* Zu bearbeiten *
[1] Schreiben Sie aus dem Text über die bittende Witwe den Abschnitt zwischen „Gott erhört solche“ und „(Lukas 18,1-8, Schriftlesung)“ einschließlich genau ab.
[2] Geben Sie an, wie der Text über die bittende Witwe nach seinem letzten Satz weitergeht.

Gott erhört solche Worte, lesen wir. Klipp und klar. Doch bis das Gebet bei ihm ist, bleibt der Mensch ohne Trost. Manchmal dauert es. Das hat auch die bittende Witwe erlebt. (Lukas 18,1-8, Schriftlesung)

„Ich füge mich nicht! Sie haben mich erniedrigt und erwarten jetzt noch, dass ich demütig bin, zurückhaltend. Aber ich bin voller Zorn. Und der ist gesund. Wenn es sein muss, bin ich auch frech. Ich weiß, dass ich im Recht bin und dieser Richter will es mir nicht geben. Ich lasse es mir nicht nehmen! Und wenn ich zehnmal dahin muss! Immer wieder bringe ich die Kraft auf. Ich lasse nicht nach. Ich will nur, was mir zusteht.“ Und der – ungerechte! - Richter gibt ihr schließlich Recht, nicht, weil er davon überzeugt wäre, sondern weil sie ihn nervt. Ein Skandal. So sollt ihr beten! Sagt Jesus. So zornig. Man kann vermuten, Jesus habe diese Zeilen von Jesus Sirach gekannt und sie uns mit der Geschichte von der hartnäckigen Witwe vor Augen gestellt. Als Vorbild, wie man beten soll. 21 Das Gebet eines Erniedrigten dringt durch die Wolken, … und es lässt nicht nach, bis der Höchste sich seiner annimmt.

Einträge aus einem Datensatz
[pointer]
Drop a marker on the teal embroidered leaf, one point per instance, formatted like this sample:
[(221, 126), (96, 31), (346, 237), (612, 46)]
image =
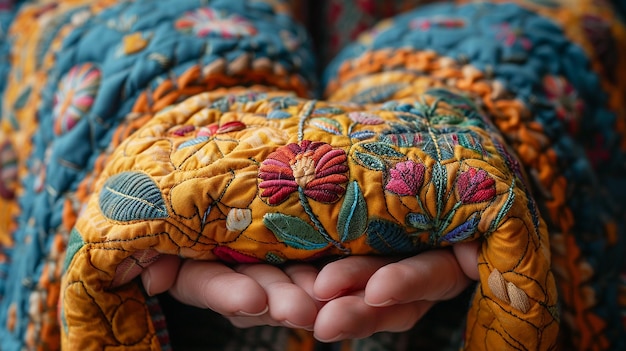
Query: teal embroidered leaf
[(278, 114), (21, 100), (325, 111), (368, 161), (419, 221), (192, 142), (378, 93), (352, 220), (463, 231), (327, 124), (294, 231), (503, 210), (388, 238), (131, 196), (382, 149), (363, 135), (440, 178), (74, 244)]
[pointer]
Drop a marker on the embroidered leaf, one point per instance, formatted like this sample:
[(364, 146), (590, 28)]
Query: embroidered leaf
[(74, 244), (419, 221), (503, 210), (278, 114), (130, 196), (440, 178), (388, 238), (192, 142), (363, 135), (294, 232), (378, 93), (463, 231), (327, 124), (352, 220), (325, 111), (382, 149), (369, 161)]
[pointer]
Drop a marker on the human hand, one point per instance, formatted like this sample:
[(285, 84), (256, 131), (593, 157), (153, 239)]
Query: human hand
[(350, 298), (246, 294), (372, 294)]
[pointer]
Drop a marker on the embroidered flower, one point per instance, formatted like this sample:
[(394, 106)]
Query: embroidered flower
[(315, 167), (76, 94), (512, 35), (568, 106), (206, 21), (406, 178), (475, 185), (238, 219), (228, 255)]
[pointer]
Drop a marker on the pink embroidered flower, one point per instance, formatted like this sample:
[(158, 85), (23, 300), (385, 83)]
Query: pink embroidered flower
[(406, 178), (206, 21), (228, 255), (315, 167), (568, 106), (76, 94), (475, 185)]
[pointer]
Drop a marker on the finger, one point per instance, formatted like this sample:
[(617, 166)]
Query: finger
[(160, 275), (467, 255), (304, 276), (432, 275), (349, 317), (213, 285), (343, 276), (288, 303)]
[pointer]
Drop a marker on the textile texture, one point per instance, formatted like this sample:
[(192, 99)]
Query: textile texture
[(135, 129)]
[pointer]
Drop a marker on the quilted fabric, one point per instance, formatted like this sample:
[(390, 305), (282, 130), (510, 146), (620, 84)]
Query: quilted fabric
[(132, 129)]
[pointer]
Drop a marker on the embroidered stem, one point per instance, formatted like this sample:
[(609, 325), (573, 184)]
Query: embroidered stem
[(307, 208)]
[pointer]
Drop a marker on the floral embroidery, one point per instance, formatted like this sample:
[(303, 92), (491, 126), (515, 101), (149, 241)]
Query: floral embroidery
[(77, 91), (315, 167), (512, 35), (206, 21), (475, 185), (566, 103), (406, 178), (238, 219)]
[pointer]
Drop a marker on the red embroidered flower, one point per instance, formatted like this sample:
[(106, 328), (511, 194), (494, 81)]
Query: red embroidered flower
[(406, 178), (315, 167), (475, 185)]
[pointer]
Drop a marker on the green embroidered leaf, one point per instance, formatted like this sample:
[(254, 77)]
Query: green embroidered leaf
[(388, 238), (74, 244), (294, 232), (382, 149), (464, 231), (352, 220), (440, 177), (419, 221), (327, 124), (368, 161), (131, 196)]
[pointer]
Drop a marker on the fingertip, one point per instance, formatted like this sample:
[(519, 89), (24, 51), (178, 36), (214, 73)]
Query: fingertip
[(159, 276)]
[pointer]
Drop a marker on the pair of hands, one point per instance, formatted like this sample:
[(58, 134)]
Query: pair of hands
[(354, 297)]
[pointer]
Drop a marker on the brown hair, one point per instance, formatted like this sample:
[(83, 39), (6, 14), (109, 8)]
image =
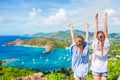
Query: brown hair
[(82, 43)]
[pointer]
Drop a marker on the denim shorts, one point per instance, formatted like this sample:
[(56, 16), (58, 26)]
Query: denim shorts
[(100, 73)]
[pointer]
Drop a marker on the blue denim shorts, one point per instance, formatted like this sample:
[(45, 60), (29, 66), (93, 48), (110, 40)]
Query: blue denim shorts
[(100, 74)]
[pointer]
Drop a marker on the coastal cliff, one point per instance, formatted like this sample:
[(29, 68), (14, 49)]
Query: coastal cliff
[(48, 43)]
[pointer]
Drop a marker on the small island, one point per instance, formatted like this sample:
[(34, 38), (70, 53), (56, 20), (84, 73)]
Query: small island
[(48, 43)]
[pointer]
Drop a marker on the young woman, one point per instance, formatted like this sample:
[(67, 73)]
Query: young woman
[(80, 54), (100, 47)]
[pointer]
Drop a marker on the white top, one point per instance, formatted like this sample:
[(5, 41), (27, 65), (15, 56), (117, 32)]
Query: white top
[(99, 61), (80, 61)]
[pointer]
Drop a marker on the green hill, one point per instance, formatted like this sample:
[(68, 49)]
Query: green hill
[(64, 35)]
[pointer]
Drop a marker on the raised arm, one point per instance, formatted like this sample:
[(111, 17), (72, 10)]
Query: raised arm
[(87, 34), (71, 31), (105, 17), (96, 26)]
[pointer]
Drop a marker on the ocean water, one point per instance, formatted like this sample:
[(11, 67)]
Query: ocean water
[(33, 57)]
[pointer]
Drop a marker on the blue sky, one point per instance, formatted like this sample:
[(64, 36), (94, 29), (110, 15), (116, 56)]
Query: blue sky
[(19, 17)]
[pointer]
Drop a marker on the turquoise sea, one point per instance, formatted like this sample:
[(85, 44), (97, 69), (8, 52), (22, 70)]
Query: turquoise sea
[(33, 57)]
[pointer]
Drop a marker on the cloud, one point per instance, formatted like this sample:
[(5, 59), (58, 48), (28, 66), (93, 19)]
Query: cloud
[(58, 18), (109, 11), (1, 18), (34, 12)]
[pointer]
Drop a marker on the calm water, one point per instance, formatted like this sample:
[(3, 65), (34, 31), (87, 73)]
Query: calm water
[(33, 57)]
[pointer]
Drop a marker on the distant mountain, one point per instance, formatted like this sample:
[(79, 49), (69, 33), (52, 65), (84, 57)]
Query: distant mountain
[(64, 35)]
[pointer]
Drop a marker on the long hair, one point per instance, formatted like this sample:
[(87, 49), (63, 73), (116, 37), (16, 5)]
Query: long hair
[(81, 43)]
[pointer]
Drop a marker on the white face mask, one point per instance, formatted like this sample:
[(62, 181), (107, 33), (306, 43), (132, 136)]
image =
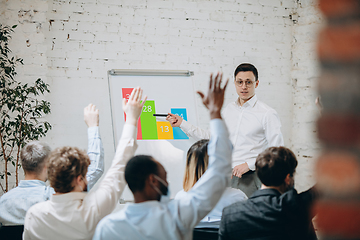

* Lösungen nach Aufgabe *
[1]
Gott erhört solche Worte, lesen wir. Klipp und klar. Doch bis das Gebet bei ihm ist, bleibt der Mensch ohne Trost. Manchmal dauert es. Das hat auch die bittende Witwe erlebt. (Lukas 18,1-8, Schriftlesung)

[2]
„Von Gott erwarte ich schon lange nichts mehr. Von den Menschen schon, aber das ist auch unrealistisch.“ Sagt der Physiker. Und doch spricht er das alles vor mir aus. Aus tiefster Seele. Ist da nicht doch noch Hoffnung? Wie lange braucht dieses Gebet, bis es im Himmel ist?
Vielen ergeht es so. Der jungen Frau aus dem Osten. Opfer von Menschenhändlern. Nach Deutschland gelockt mit falschen Versprechungen. Oder dem Mädchen, das im eigenen Zuhause nicht sicher ist.  Der dem Tode entronnene Geflüchtete. Und viele andere. Ihr Aufschrei dringt zu Gott. Und es dauert.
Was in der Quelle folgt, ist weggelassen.